**Selected extract:**
···
We use the function iterate_through_pages as our bot which combines other functions we have created such as get_info_internal_links, get_books_into_dataset, and save_scraped_data to scrape the data from the webpage. This is what we want to achieve when we run our program.

In [None]:
# Program Starts
if __name__ == "__main__":
    while True:
        dataframe = iterate_through_pages()
        print("\n\nNext scraping will be done in 2 hours.\nPlease wait...")
        time.sleep(7200) # We sleep for 2 hours to allow our bot not to be detected while it keeps running.

#### STEP 4: Working on the dataset

In [None]:
# Get scraped data
dataset = pd.read_csv("../../generated_data/scraped_books_data_2024-02-11.csv")
print(dataset)

In [None]:
# Exploratory Data Analysis
initial_eda = eda(dataset)

(B) SOLUTION

### Issues identified from the dataset
1) Convert the STOCK AVAILABILITY column to BOOLEAN
2) Convert the RATING column to integer of numeric values 
3) Convert the price column to floated values
4) Convert the quantity column to numeric values

In [None]:
# ---> Solution 1: Convert the STOCK AVAILABILITY column to BOOLEAN
dataset["Availability"] = dataset["Availability"].apply(convert_stock_to_boolean).astype(bool)
# ---> Solution 2: Convert the RATING column to integer of numeric values 
dataset["Rating"] = dataset["Rating"].apply(convert_rating_to_int)
# ---> Solution 3: Convert the price column to floated values
dataset["Price"] = dataset["Price"].astype(float)
# ---> Solution 4: Convert the quantity column to numeric values 
dataset["Quantity_Available"] = dataset["Quantity_Available"].astype(int)

(C) SOLUTION

### Calculate the total value of each category. Which category is the most valuable?

In [None]:
# ---> Calculate the total value of each category.
total_value_category = dataset[["Price", "Category"]].groupby("Category").sum()
total_value_category = total_value_category.reset_index().sort_values("Price", ascending = False)

In [None]:
# ---> Which category is the most valuable?
most_valuable = dataset[["Price", "Category"]].groupby("Category").sum()
most_valuable = most_valuable.reset_index().sort_values("Price", ascending = False)
most_valuable_category = most_valuable.iloc[0]

In [None]:
# ---> Visualising the most valuable category
plt.figure(figsize = (30, 10))
colormap = plt.cm.OrRd
plt.grid(True, alpha = 0.2)
container = plt.bar(most_valuable["Category"], 
                    most_valuable["Price"], 
                    color = colormap(np.linspace(0, 1, num = len(most_valuable["Category"]))))
plt.bar_label(container, 
              labels = round(most_valuable["Price"], 1), 
              padding = 10)
plt.plot(most_valuable["Category"], 
         most_valuable["Price"], 
         marker = "o", 
         linestyle = "--", 
         color = "orange", 
         markersize = 8)
plt.title("Analyzing the most valuable category.", pad = 10, fontsize = 20)
plt.xlabel("Category.", labelpad= 10)
···
**Stored data:**
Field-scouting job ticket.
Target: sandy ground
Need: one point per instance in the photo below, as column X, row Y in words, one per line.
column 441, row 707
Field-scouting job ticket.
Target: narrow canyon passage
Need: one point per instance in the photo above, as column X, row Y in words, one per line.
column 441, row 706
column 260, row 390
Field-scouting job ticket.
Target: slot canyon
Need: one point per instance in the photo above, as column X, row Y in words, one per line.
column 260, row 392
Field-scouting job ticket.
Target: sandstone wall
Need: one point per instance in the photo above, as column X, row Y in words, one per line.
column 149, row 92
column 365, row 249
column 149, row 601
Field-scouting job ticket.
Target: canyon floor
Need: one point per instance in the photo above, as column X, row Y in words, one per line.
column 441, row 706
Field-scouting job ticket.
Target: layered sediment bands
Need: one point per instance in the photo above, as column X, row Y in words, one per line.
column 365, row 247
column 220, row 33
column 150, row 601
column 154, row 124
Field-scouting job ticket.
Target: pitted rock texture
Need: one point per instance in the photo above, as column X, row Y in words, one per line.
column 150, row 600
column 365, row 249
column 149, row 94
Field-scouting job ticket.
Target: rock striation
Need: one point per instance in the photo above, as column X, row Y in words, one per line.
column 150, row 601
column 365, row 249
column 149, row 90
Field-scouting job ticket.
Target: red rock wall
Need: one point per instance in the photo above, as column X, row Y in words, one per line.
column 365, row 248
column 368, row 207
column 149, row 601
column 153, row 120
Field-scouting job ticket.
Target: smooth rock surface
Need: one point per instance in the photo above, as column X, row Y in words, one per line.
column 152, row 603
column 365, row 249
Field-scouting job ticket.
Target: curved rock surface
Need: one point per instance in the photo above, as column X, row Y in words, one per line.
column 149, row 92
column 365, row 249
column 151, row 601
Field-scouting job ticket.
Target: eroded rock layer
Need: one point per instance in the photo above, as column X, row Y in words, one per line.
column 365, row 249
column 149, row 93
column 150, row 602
···
**Problem to work on:** In the book-scraping notebook, how long does the program wait between scraping runs? The records have nothing to do with what is asked here.

**Answer to this task:** Two hours (7200 seconds).